◆ Ejercicios:
1 - En el texto sobre dejar las cosas para mañana, ¿qué consejo se atribuye a Horacio?
2 - Prosigue el texto sobre dejar las cosas para mañana a partir de su última oración.

◆ Texto de lectura:
========
3. Y si no ahora ¿cuándo?
ACTUAR.
Me encanta la palabra procastinar. Cuando la descubrí me reconocí en este verbo de
inmediato y me dije: “fíjate, has estado procastinando toda la vida y tú sin
darte ni cuenta”.
Procastinamos constantemente; dejamos
cosas para mañana, inconscientes de que ese mañana puede ser utópico. De hecho,
puede no llegar nunca. Se espera el fin de semana, las vacaciones, la
jubilación, cambiar de trabajo, encontrar otra pareja… a veces inútilmente. De
poco han servido los consejos afianzados en siglos de experiencias —el bíblico
“Dele Dios a cada su afán” o el “Carpe diem” acuñado por Horacio—; seguimos
posponiendo acciones importantes, ocupando nuestro tiempo en inutilidades, articulando
excusas sin sentido, presos de nuestra desidia, oprimidos por nuestros miedos
al fracaso, olvidando que cada segundo es único e irrepetible.
========
◆ Filas:
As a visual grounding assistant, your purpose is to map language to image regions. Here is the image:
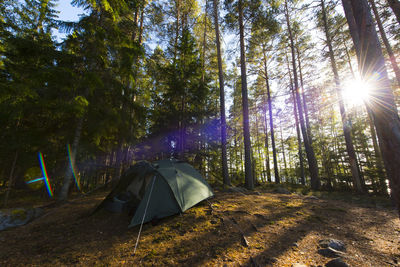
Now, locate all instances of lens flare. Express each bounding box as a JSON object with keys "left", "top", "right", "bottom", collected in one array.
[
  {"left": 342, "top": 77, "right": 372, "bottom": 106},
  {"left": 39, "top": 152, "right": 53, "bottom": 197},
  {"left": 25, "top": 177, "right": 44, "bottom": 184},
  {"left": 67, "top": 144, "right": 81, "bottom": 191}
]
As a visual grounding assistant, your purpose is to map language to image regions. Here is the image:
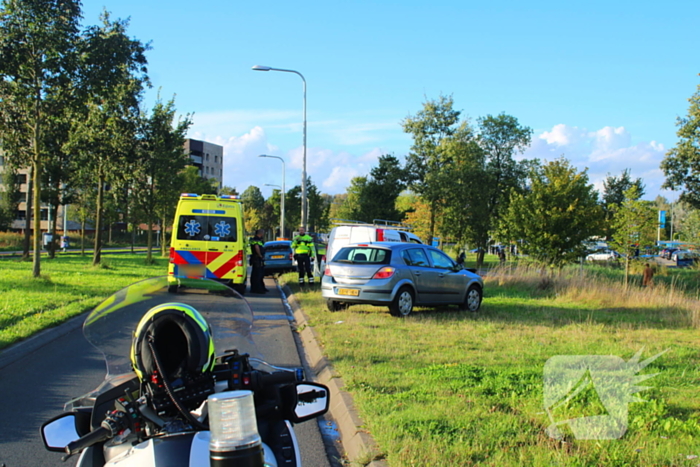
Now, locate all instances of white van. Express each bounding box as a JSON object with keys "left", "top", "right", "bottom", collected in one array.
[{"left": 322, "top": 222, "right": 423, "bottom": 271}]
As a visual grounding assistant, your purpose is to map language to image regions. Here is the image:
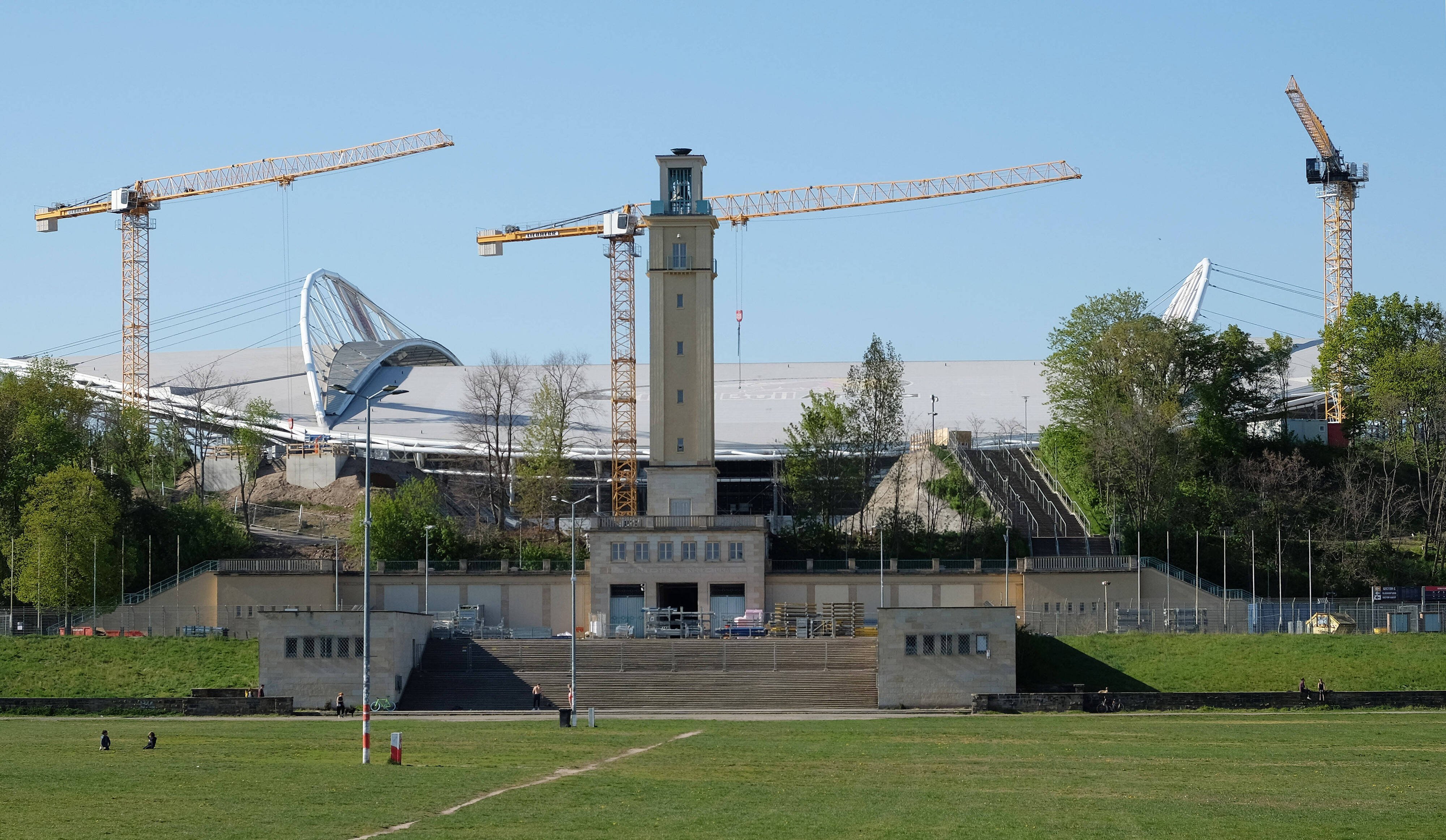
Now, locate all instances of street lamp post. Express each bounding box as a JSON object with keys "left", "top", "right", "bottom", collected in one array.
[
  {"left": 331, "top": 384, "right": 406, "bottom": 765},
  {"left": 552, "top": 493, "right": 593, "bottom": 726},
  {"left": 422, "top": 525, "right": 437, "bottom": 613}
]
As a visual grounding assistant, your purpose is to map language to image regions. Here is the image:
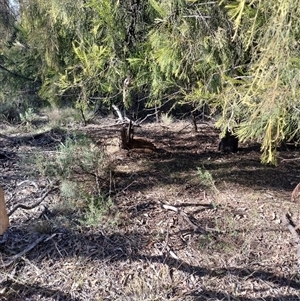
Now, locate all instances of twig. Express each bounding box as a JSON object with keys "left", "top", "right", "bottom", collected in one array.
========
◆ Respuestas:
1 - Se le atribuye el «Carpe diem».

2 -
Esta última pregunta de Hillel
es la fundamental. Responderla, respondérnosla y ser consecuentes con esa
respuesta, es la base del cambio, del camino del triunfo en la lucha contra el
antiguo y olvidado pecado de la acidia,
de ese pecado que —independientemente de nuestras creencias y filiaciones
religiosas— nos aleja de ser todo lo que podemos, de dar lo mejor de tenemos y
recibir lo más precioso de los que nos rodean.
P.S. La acidia, o acedia, ha
tenido más interpretaciones teológicas. A destacar la de Evagrio Póntico (s.
IV), que la asimilaba a la desesperanza.
Ferdinandus, d.s. bajo el signo de Géminis.